- **Passage shown**
━━━━━━

Growing up, instead of choosing to wear uncomfortable and oddly coloured abominations that some t-shirts can be, I decided to make my own. Ordering customised t-shirts on the internet might seem easier but can be pricey. Through Google and websites like Pinterest, I found some pretty cool ways to create designs that I wanted; fabric painting seemed to be the easiest method to try out.
There are certain techniques to master in fabric painting. Among them, stencil painting is the easiest for a beginner. You can just place any readymade stencil over the t-shirt and use brush and colour to fill the gaps. To avoid painting on certain areas, you can place masking tape and remove it after you're done. In dot painting, all you have to do is to dip the end of a pencil or cotton bud in colour and create the design. Block painting means painting the fabric with stamps, which is very easy and can be done using vegetables at home and is considered a fun DIY project too. Tie-dye and freehand painting are for advanced crafters and can be perfected if you're experienced enough.
Fabric painting requires few ingredients and the time for a piece to dry depends on the method and the fabric used. The basic requirement for stencil painting is white glue, acrylic paint, foamy shaving cream, different sized brushes, mixing utensils, and an iron for heating the colour and fixing it on the fabric. These items are available in any stationary shop, but to get them at a cheaper price, the stationary wing of the New Market is always a better option.

━━━━━━

- **Tasks to perform**
a) List every fabric painting technique named in the passage on fabric painting.
b) Answer these questions from the passage on fabric painting:
(i) Which websites did the writer use to find ways to create designs?
(ii) What can be used at home to make stamps for block painting?
(iii) What is the iron used for in stencil painting?
Rely only on the passage on fabric painting to answer.

━━━━━━

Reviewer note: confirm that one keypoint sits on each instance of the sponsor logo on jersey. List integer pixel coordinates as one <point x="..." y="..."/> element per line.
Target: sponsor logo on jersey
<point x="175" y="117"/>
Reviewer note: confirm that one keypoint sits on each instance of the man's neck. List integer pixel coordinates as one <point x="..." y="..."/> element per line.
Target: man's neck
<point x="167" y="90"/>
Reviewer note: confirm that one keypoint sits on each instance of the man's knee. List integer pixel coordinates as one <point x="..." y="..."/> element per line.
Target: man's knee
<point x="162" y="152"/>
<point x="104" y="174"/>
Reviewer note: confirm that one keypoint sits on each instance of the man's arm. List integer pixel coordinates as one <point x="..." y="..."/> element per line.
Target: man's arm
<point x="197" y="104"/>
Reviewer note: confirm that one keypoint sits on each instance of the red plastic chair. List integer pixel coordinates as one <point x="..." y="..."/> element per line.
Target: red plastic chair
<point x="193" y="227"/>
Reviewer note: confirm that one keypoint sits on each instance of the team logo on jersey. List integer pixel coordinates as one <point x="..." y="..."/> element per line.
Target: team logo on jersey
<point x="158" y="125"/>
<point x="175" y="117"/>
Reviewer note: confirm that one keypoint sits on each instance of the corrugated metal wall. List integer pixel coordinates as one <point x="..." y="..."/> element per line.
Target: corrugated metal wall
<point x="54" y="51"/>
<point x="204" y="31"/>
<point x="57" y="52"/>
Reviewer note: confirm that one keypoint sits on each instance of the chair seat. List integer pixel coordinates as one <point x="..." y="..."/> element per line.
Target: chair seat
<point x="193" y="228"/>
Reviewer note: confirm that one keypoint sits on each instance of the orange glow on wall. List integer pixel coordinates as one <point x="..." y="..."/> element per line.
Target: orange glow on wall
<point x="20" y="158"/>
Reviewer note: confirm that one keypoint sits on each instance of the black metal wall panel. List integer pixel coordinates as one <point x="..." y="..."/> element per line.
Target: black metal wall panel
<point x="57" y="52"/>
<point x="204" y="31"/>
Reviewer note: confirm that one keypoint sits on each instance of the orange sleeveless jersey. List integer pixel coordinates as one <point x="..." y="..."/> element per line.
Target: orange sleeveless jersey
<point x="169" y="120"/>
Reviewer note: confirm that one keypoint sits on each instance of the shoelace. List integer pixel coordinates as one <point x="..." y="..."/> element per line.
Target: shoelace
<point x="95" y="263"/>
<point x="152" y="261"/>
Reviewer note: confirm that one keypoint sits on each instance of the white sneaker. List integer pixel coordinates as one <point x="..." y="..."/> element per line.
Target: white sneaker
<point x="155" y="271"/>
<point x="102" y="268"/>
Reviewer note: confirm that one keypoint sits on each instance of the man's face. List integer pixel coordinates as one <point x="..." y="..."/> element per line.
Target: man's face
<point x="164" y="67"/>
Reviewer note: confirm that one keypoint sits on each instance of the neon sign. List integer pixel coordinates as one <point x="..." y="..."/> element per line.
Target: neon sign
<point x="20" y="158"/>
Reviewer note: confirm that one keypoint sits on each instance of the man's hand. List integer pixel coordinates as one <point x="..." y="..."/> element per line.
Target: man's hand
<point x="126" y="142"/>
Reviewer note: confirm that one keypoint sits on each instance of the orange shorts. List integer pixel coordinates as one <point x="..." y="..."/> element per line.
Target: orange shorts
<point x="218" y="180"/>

━━━━━━

- **Results for each task**
a) Stencil painting, dot painting, block painting, tie-dye, and freehand painting.

b)
(i) Google and Pinterest.
(ii) Vegetables.
(iii) It heats the color and fixes it on the fabric.